## Activity
Filtering the records below, copy only those lines that include the word "grey".

## Materials provided
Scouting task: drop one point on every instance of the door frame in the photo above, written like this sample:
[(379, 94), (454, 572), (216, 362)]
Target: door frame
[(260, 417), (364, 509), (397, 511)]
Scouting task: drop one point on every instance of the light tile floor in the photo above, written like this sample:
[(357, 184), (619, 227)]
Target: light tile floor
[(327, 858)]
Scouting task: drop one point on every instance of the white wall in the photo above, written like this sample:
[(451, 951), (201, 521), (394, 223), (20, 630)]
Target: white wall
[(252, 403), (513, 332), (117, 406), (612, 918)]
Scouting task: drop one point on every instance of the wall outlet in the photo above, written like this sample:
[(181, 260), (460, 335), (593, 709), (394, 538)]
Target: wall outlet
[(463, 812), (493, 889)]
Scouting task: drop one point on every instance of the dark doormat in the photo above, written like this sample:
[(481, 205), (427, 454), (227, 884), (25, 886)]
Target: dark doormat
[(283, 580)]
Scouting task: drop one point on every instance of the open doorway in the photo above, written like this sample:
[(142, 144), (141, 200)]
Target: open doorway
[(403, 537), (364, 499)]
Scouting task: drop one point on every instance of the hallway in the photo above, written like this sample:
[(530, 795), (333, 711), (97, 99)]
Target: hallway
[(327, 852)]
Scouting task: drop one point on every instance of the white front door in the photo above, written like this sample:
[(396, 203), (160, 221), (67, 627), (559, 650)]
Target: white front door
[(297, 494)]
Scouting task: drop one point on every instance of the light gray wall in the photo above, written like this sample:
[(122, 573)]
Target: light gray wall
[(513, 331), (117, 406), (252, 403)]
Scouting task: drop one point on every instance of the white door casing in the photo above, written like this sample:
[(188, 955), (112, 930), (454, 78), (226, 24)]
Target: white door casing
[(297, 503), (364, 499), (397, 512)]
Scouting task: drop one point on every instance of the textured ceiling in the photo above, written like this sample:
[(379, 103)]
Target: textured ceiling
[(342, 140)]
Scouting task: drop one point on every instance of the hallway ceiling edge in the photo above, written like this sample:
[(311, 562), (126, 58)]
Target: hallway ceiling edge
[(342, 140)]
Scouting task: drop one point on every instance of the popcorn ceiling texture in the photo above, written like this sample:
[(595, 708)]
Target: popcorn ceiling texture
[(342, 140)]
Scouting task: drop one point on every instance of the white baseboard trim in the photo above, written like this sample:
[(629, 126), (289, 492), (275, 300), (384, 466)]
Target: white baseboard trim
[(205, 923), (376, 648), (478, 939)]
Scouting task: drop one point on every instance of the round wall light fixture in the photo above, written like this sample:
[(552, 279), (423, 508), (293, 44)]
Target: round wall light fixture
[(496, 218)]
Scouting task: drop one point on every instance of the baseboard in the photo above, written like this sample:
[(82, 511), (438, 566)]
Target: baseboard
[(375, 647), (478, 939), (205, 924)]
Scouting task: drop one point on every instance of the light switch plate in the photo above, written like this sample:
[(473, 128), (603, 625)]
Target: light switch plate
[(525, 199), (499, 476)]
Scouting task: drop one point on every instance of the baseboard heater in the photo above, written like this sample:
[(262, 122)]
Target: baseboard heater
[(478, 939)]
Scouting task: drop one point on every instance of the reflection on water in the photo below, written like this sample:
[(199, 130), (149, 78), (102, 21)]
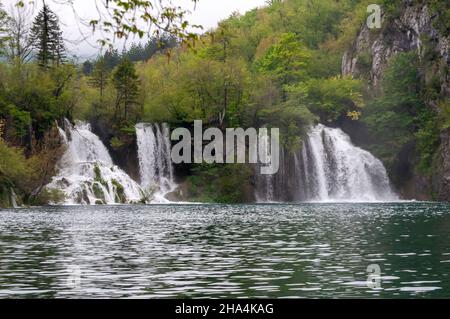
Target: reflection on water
---
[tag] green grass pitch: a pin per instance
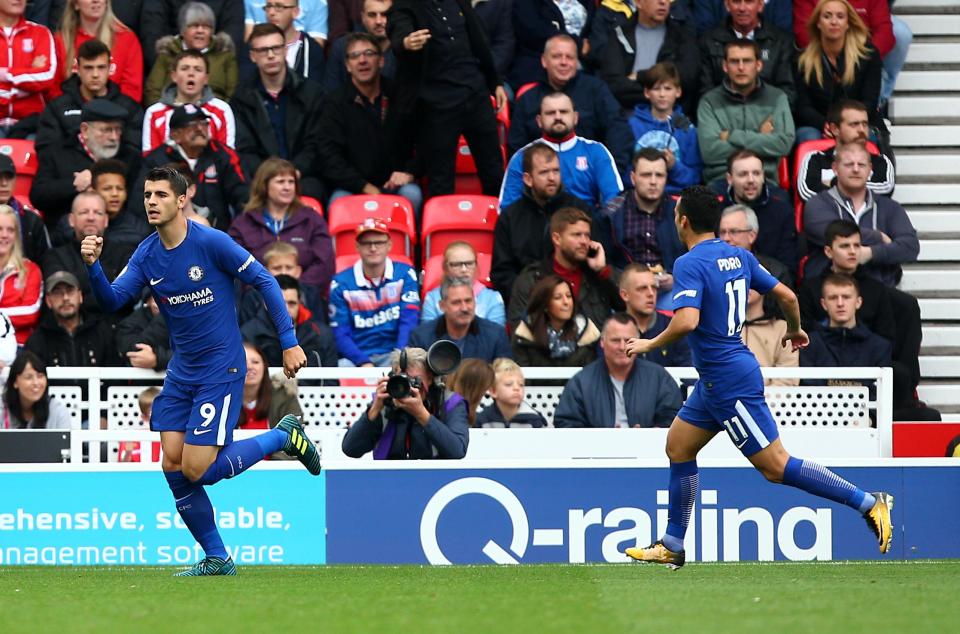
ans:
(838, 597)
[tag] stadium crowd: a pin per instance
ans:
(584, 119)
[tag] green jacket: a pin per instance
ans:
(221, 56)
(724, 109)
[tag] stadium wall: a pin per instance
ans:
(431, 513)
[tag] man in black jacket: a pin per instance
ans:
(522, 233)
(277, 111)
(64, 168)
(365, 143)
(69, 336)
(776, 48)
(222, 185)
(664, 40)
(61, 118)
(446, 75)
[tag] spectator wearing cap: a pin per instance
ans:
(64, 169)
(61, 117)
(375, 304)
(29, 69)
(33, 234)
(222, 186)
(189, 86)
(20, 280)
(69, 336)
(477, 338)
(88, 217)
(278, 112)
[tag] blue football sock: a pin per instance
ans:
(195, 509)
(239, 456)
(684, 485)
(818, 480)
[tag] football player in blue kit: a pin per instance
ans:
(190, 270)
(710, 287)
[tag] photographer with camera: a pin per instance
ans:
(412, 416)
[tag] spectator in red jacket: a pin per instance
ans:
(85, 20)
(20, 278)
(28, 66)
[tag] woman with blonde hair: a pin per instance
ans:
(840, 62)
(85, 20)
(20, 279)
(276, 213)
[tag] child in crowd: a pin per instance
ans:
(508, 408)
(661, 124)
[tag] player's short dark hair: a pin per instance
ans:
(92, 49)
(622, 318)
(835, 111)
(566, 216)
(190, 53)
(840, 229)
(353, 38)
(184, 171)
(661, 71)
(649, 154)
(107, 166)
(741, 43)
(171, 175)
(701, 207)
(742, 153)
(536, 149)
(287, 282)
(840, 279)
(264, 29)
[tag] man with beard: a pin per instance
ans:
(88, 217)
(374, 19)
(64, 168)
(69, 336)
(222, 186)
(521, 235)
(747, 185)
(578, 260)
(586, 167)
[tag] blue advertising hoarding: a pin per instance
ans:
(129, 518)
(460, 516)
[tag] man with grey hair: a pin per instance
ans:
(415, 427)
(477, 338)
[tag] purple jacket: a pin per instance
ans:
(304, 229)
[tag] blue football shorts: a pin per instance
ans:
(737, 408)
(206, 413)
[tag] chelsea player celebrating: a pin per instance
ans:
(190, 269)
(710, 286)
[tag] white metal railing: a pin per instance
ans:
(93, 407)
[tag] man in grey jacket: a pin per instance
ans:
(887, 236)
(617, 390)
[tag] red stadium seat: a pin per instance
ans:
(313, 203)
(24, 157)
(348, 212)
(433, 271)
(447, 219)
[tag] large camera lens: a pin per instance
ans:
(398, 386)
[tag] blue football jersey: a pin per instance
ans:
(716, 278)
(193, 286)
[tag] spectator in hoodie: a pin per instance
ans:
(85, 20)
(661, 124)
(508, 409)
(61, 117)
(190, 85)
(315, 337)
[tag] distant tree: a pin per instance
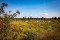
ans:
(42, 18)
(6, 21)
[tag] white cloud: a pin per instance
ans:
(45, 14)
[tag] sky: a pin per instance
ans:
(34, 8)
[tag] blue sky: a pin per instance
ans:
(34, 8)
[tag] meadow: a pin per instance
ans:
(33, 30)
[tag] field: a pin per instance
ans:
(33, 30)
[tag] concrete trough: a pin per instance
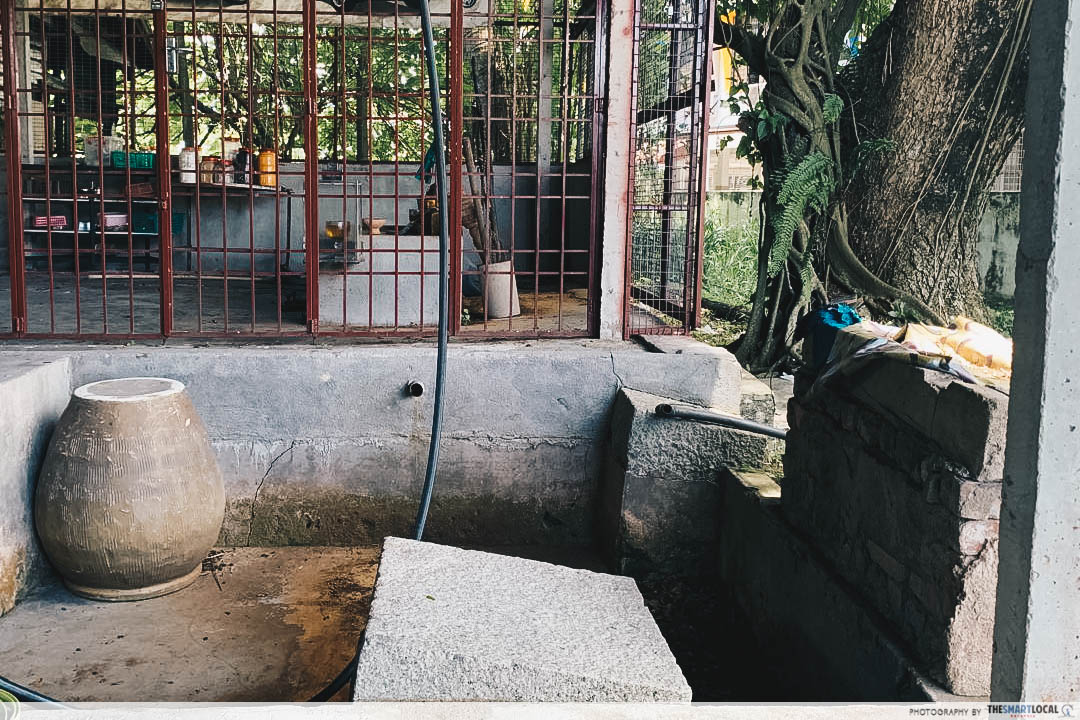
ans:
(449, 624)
...
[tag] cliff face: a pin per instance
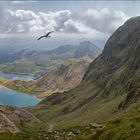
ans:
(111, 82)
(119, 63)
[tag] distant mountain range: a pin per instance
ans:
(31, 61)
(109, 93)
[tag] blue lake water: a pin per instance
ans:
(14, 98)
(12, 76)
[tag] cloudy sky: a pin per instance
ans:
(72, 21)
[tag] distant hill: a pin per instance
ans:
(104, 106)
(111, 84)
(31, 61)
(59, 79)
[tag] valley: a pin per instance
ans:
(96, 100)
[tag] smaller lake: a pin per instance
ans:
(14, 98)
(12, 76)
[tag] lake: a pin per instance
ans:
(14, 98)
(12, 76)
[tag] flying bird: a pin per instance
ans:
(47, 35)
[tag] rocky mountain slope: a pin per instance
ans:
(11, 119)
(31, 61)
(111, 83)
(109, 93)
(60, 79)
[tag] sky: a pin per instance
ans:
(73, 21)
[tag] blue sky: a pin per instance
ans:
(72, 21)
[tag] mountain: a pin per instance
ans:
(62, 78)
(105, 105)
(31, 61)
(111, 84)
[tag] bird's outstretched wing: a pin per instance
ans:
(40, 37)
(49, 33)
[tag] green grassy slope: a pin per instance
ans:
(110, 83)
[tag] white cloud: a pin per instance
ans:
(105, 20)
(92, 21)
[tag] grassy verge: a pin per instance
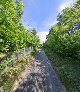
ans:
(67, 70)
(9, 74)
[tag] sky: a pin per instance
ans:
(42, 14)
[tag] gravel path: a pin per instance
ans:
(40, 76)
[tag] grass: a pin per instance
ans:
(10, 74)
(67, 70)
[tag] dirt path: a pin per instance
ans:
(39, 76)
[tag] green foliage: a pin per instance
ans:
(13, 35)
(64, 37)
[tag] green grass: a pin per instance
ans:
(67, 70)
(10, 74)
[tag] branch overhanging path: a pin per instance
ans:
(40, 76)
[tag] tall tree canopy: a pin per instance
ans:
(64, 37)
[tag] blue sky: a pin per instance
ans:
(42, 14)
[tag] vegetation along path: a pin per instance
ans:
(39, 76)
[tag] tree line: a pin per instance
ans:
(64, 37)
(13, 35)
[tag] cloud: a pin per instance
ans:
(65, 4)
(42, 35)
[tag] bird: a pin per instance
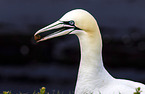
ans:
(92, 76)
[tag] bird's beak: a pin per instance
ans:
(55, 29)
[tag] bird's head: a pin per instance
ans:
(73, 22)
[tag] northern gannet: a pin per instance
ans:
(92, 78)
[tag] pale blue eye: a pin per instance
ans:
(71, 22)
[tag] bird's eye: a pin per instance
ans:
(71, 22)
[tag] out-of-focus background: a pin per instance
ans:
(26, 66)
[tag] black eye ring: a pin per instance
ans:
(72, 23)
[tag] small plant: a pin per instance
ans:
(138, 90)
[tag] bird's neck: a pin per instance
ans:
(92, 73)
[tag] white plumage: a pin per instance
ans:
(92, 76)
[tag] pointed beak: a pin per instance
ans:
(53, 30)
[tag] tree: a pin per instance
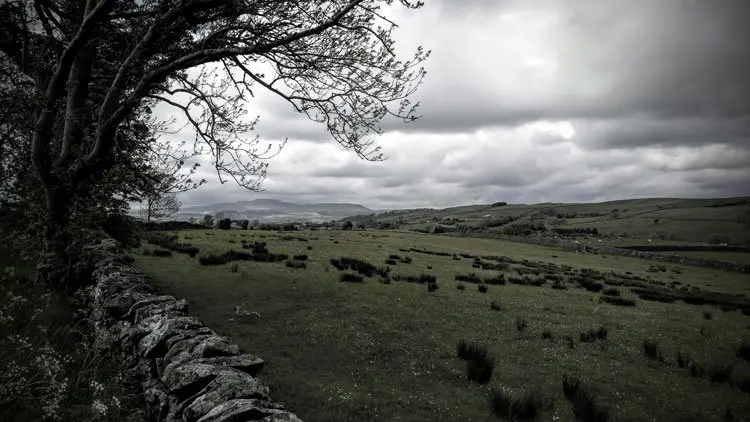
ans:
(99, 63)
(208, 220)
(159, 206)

## Result
[tag] man with grey hair: a pin per instance
[tag] man in grey jacket: a pin per instance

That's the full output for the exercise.